Source data>
○ ○ ○ ○ ○

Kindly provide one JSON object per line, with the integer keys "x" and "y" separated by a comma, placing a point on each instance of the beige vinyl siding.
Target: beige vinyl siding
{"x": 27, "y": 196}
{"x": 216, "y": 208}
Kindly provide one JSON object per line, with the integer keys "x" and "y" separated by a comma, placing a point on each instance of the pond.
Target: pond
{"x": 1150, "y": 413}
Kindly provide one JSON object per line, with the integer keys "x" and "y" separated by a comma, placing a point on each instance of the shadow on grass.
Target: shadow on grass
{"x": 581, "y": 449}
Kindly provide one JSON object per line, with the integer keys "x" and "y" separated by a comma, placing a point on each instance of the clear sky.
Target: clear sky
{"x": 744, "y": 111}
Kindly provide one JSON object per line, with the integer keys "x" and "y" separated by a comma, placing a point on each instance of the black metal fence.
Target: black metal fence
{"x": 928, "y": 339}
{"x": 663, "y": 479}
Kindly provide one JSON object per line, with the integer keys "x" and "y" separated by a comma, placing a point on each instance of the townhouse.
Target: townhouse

○ ○ ○ ○ ○

Direction> Rewrite every line of the listing above as a numbered list, leaving out any blank lines.

The response>
1. Kindly provide one JSON object per line, with the integer keys "x" and "y" separated by a comma, placing a point on each instance of the beige vinyl siding.
2. Target: beige vinyl siding
3. {"x": 27, "y": 196}
4. {"x": 216, "y": 208}
5. Kindly provide one JSON object per line, with the integer keys "x" and "y" separated by a comma, placing a point on each instance of the pond.
6. Target: pond
7. {"x": 1150, "y": 413}
8. Kindly provide one JSON object per line, with the integer keys "x" and "y" separated by a comma, placing a point on each instance of the shadow on grass.
9. Target: shadow on grass
10. {"x": 581, "y": 449}
11. Kindly provide one JSON object per line, with the integer keys "x" and "y" separated by a comma, placing a point on each instance of the clear sky.
12. Target: clear sky
13. {"x": 744, "y": 111}
14. Kindly provide one JSON object per line, with the integer keys "x" and "y" separated by a comma, placing a point on each instance of the black metal fence.
15. Target: black metal fence
16. {"x": 928, "y": 339}
17. {"x": 663, "y": 479}
18. Kindly provide one JSON object per line, with the integer keys "x" and "y" separated by a comma, placing a point on each instance of the townhouse.
19. Target: townhouse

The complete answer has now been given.